* RECORDS SUPPLIED *
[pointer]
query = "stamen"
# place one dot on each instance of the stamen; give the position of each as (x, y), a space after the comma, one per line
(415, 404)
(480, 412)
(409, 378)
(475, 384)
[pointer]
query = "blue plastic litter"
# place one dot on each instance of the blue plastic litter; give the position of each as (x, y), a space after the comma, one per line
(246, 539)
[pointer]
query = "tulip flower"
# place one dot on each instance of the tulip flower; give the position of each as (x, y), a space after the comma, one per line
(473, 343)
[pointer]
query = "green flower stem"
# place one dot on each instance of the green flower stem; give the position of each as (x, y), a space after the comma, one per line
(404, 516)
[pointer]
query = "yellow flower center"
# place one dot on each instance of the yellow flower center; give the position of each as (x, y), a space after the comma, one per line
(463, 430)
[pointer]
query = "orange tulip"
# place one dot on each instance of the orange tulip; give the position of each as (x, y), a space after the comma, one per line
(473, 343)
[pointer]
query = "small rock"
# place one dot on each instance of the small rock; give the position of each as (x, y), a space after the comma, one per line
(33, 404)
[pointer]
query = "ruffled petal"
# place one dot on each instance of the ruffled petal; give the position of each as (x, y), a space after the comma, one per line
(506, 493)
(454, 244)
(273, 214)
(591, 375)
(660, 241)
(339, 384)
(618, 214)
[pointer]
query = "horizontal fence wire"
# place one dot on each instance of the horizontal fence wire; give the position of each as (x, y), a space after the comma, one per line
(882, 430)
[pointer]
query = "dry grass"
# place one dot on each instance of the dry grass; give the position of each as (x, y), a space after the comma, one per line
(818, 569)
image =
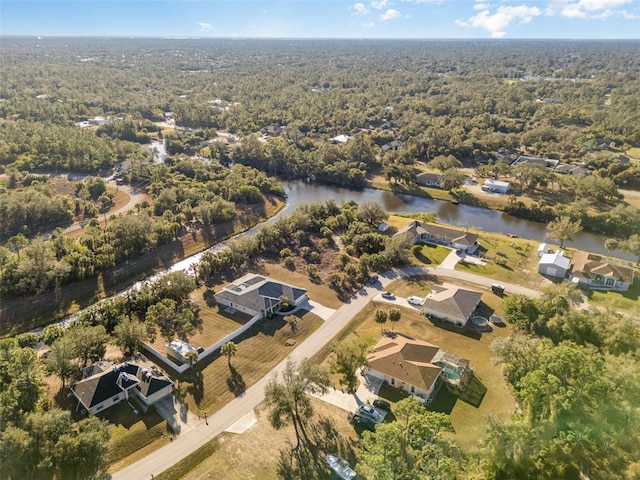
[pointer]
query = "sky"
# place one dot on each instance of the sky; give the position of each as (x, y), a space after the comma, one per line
(555, 19)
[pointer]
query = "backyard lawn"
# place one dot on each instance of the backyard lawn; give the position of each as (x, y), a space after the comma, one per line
(510, 260)
(259, 349)
(619, 301)
(488, 392)
(255, 453)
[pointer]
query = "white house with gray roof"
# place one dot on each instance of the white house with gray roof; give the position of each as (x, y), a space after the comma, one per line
(254, 294)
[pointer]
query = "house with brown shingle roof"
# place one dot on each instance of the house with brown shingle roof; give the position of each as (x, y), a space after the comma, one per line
(415, 366)
(451, 303)
(589, 269)
(430, 233)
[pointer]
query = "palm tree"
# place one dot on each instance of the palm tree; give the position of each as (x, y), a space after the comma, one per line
(229, 349)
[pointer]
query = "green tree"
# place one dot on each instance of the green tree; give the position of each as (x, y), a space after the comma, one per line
(348, 355)
(563, 228)
(89, 343)
(372, 213)
(381, 318)
(443, 163)
(229, 350)
(130, 335)
(394, 316)
(62, 359)
(410, 447)
(452, 179)
(288, 400)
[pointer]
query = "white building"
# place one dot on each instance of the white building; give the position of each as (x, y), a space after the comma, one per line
(554, 264)
(253, 294)
(495, 186)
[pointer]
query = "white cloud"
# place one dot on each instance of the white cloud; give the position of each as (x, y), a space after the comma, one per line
(587, 8)
(389, 15)
(359, 8)
(380, 4)
(497, 22)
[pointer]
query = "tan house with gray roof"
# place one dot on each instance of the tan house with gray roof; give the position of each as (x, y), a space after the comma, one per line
(415, 366)
(430, 233)
(451, 303)
(254, 294)
(589, 269)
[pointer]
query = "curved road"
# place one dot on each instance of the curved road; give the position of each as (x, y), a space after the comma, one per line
(135, 197)
(163, 458)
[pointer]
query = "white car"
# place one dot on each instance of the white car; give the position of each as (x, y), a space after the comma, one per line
(369, 411)
(413, 300)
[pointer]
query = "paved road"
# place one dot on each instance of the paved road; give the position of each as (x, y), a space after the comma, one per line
(165, 457)
(135, 197)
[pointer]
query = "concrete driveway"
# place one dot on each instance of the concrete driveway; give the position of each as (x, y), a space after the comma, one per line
(176, 414)
(318, 309)
(366, 393)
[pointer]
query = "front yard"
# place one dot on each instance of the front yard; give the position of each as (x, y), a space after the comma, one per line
(488, 395)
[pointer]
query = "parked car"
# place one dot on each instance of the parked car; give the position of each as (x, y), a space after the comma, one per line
(413, 300)
(366, 422)
(382, 404)
(369, 411)
(341, 467)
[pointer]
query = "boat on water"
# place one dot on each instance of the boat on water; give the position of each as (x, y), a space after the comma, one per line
(341, 467)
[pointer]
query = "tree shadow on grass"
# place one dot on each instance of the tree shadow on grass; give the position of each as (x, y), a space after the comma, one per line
(235, 382)
(309, 463)
(473, 393)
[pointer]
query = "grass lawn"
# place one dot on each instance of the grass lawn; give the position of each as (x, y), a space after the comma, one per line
(216, 323)
(520, 257)
(633, 152)
(259, 349)
(430, 255)
(255, 453)
(622, 301)
(488, 394)
(133, 436)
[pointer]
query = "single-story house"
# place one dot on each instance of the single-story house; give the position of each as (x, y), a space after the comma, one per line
(577, 170)
(589, 269)
(178, 350)
(542, 249)
(428, 179)
(341, 139)
(554, 264)
(254, 294)
(451, 303)
(543, 162)
(496, 186)
(394, 145)
(415, 366)
(429, 233)
(109, 384)
(272, 131)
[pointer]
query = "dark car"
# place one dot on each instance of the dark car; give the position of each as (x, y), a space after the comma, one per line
(366, 422)
(382, 404)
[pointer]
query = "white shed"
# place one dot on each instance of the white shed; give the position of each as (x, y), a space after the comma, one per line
(495, 186)
(554, 264)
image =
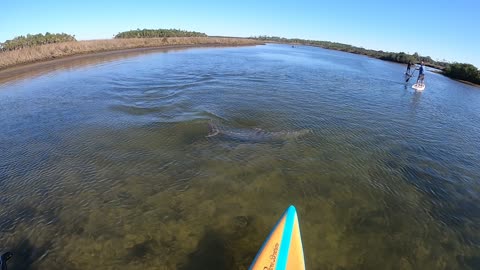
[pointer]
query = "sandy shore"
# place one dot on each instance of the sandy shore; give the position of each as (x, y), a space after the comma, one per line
(44, 66)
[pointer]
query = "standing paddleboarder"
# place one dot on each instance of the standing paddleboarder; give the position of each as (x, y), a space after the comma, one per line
(421, 74)
(408, 68)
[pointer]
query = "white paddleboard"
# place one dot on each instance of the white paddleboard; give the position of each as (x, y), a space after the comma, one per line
(419, 86)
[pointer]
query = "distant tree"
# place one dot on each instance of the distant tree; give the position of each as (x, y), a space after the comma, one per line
(158, 33)
(35, 40)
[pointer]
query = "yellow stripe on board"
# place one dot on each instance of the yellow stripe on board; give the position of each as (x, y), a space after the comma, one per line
(268, 256)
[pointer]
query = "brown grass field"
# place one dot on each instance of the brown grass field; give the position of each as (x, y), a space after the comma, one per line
(58, 50)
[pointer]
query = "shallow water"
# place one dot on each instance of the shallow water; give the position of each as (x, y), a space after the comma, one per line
(111, 166)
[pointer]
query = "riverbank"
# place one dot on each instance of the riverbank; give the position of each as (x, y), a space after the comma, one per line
(463, 72)
(16, 59)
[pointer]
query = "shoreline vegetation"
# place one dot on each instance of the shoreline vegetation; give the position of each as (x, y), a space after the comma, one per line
(34, 48)
(459, 71)
(29, 49)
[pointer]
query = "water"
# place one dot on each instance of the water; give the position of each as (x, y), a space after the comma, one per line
(110, 165)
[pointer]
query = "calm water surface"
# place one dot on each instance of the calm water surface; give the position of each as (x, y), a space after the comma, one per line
(111, 166)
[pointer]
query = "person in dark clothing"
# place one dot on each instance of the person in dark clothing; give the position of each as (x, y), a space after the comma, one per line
(421, 74)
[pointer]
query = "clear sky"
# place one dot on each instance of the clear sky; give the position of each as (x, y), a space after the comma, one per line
(442, 29)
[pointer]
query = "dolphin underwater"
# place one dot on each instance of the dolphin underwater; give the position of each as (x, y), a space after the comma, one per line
(254, 135)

* WHAT THE TASK ASKS *
Your copy should match the records word for word, with the pictures removed.

* COMPLETED TASK *
[pointer]
query = "stamen"
# place one dot on each instance of the stamen; give the position of each as (x, y), a space after the comma, one per line
(415, 404)
(480, 412)
(409, 378)
(475, 384)
[pointer]
query = "blue plastic litter"
# place one dot on each instance of the blue plastic litter; give the position of each as (x, y), a space after the comma, one per line
(246, 539)
[pointer]
query = "tulip flower"
# place one dot on each instance of the tulip flower; give the position of each as (x, y), a space after the comma, one per line
(473, 343)
[pointer]
query = "green flower stem"
# place one dot on each instance of the green flower stem; give the position of each as (x, y), a space after the comma, one per line
(404, 516)
[pointer]
query = "yellow flower center"
# place one dot on each instance of the yellow flower center; give the position of each as (x, y), a space after the comma, one per line
(463, 430)
[pointer]
query = "orange tulip"
# place one dot on each instance of the orange tulip; give the position of each as (x, y), a space after the comma, one per line
(473, 343)
[pointer]
query = "small rock"
# place one dot on each instance of the small rock; give the position of each as (x, y), a space after the comma, one per line
(33, 404)
[pointer]
query = "ruffled petal"
# place one dot on each instance of the ruffled petal; give the position of each as (x, y), a space after the comma, one per line
(506, 493)
(454, 244)
(273, 214)
(591, 375)
(660, 241)
(339, 384)
(618, 214)
[pointer]
query = "horizontal fence wire"
# place one dot on each instance of the horizontal fence wire; give the position of each as (x, y), a space after the comma, one per line
(882, 430)
[pointer]
query = "dry grass"
# place one dot on each instance of the dry grass; give the position of each as (x, y), a space after the comma, one per line
(818, 569)
image =
[pointer]
query = "sky"
# place one dot on each instance of the sky; give the position of each as (x, y), a space after the comma, one per line
(555, 19)
[pointer]
query = "backyard lawn"
# place one dot on each instance of the backyard lawn; give the position of each as (x, y), a space after the comma, one per line
(510, 260)
(259, 349)
(619, 301)
(488, 392)
(255, 453)
[pointer]
query = "white house with gray roof"
# place one dot on each instance of the white house with gray roof; give the position of each as (x, y), a space after the comma, one per line
(254, 294)
[pointer]
query = "house with brown shingle roof"
# place one dot on each instance of the house with brown shingle roof; give the position of each as (x, y), a space after the comma, one per line
(415, 366)
(451, 303)
(589, 269)
(430, 233)
[pointer]
query = "palm tree"
# place one dot on each instance of the palm tree; give the position of each as (x, y), a space after the comma, one per line
(229, 349)
[pointer]
query = "green tree"
# place one dot on each instance of the green tree; give the position of each as (x, y), a space after the comma, one per line
(348, 355)
(563, 228)
(89, 343)
(372, 213)
(381, 318)
(443, 163)
(229, 350)
(130, 335)
(394, 316)
(62, 359)
(410, 447)
(452, 179)
(288, 400)
[pointer]
query = "white building"
# place one dot on each instance of the white building; give the position of each as (x, y), a space after the comma, one per line
(554, 264)
(253, 294)
(495, 186)
[pointer]
query = "white cloud"
# place one dot on each instance of the white cloud; give the position of each as (x, y), a space after the comma, one per line
(587, 8)
(389, 15)
(359, 8)
(380, 4)
(497, 22)
[pointer]
query = "tan house with gray roof"
# place one dot on each instance of the tan house with gray roof; give the position of each as (x, y), a space after the comma, one per line
(415, 366)
(430, 233)
(451, 303)
(254, 294)
(589, 269)
[pointer]
query = "curved road"
# place one dot on each instance of the curved road; give the position of each as (x, y), a space after the comma, one per line
(135, 197)
(163, 458)
[pointer]
query = "white car"
# place one dot on each instance of the white car; give the position of each as (x, y), a space after the comma, one per line
(369, 411)
(413, 300)
[pointer]
query = "paved road"
# place one dot on each instance of the paved road; give the position of each as (x, y), a space after the comma, one per line
(165, 457)
(135, 197)
[pointer]
query = "concrete driveway"
# place one dot on each instance of the concrete driveway; give the position of each as (x, y), a space after the comma, one per line
(176, 414)
(318, 309)
(366, 393)
[pointer]
query = "front yard"
# place one dot on each instance of the front yard; give the position of each as (x, y), a space after the comma, one per line
(488, 395)
[pointer]
query = "parked car"
# place one dot on each instance of the parked car; give the position of each as (x, y), a space after the comma, one per line
(413, 300)
(366, 422)
(382, 404)
(369, 411)
(341, 467)
[pointer]
query = "boat on water"
# place one dot on each instance of the boat on water; give the position of each as (x, y), a space after the comma, one per line
(341, 467)
[pointer]
query = "tree shadow on grass"
# place one dot on each instance of the tree shadow on grass; give the position of each as (x, y), a space after the comma, one per line
(235, 382)
(309, 463)
(473, 393)
[pointer]
query = "grass lawn"
# place one dot on each instance of the grass lawn; give the position of each as (x, y), a space after the comma, one per line
(216, 323)
(520, 257)
(633, 152)
(259, 349)
(430, 255)
(255, 453)
(622, 301)
(488, 394)
(133, 436)
[pointer]
query = "single-story house"
# place one dot on each instance of the single-story house; give the position of each as (x, y), a space after the comma, one per line
(577, 170)
(589, 269)
(178, 350)
(542, 249)
(428, 179)
(341, 139)
(554, 264)
(254, 294)
(451, 303)
(543, 162)
(496, 186)
(394, 145)
(415, 366)
(429, 233)
(109, 384)
(272, 131)
[pointer]
query = "dark car"
# place one dot on each instance of the dark car; give the position of each as (x, y), a space after the comma, one per line
(366, 422)
(382, 404)
[pointer]
query = "white shed"
# place one dot on each instance of the white shed; give the position of each as (x, y), a space after the comma, one per line
(495, 186)
(554, 264)
image =
[pointer]
query = "sandy shore"
# place one dot on each instance of the sandy shore; give the position of each as (x, y), a space after the comma, one per line
(44, 66)
[pointer]
query = "standing paddleboarder"
# place one dot on each instance of the standing paddleboarder; give the position of each as (x, y), a space after the comma, one per line
(421, 74)
(408, 68)
[pointer]
query = "white paddleboard"
# place one dot on each instance of the white paddleboard; give the position of each as (x, y), a space after the comma, one per line
(419, 86)
[pointer]
query = "distant tree"
# place one dot on each instance of the distant tree; give the position of each as (x, y), a space after the comma, one per line
(158, 33)
(35, 40)
[pointer]
query = "yellow stripe on board"
# place one dot on each instance of the yellow stripe on board; give the position of each as (x, y), a space after the comma, one per line
(268, 256)
[pointer]
query = "brown grass field"
# place one dot on each instance of the brown grass field; give the position of each as (x, y), a space after the comma, one per line
(58, 50)
[pointer]
query = "shallow water"
# place one dot on each instance of the shallow water; give the position of each as (x, y), a space after the comma, one per line
(111, 166)
[pointer]
query = "riverbank"
# place one dot on each instance of the riverbank; give the position of each as (x, y), a space after the comma, one per line
(463, 72)
(16, 59)
[pointer]
query = "shoreline vegetation"
# place one dot on each instance of the shoreline vegetation; give the position of each as (x, y), a space after the comma, one per line
(34, 48)
(459, 71)
(29, 49)
[pointer]
query = "water"
# place one dot on each instance of the water; give the position of each as (x, y), a space after the comma, one per line
(110, 165)
[pointer]
query = "calm water surface"
# place one dot on each instance of the calm water surface; give the position of each as (x, y), a space after the comma, one per line
(111, 166)
[pointer]
query = "person in dark clothing"
# place one dot on each instance of the person in dark clothing; give the position of each as (x, y), a space after the comma, one per line
(421, 74)
[pointer]
query = "clear sky"
# place one dot on each instance of the clear sky; give the position of each as (x, y), a space after the comma, one per line
(442, 29)
[pointer]
query = "dolphin underwater"
# place one dot on each instance of the dolphin underwater; give the position of each as (x, y), a space after the comma, one per line
(254, 135)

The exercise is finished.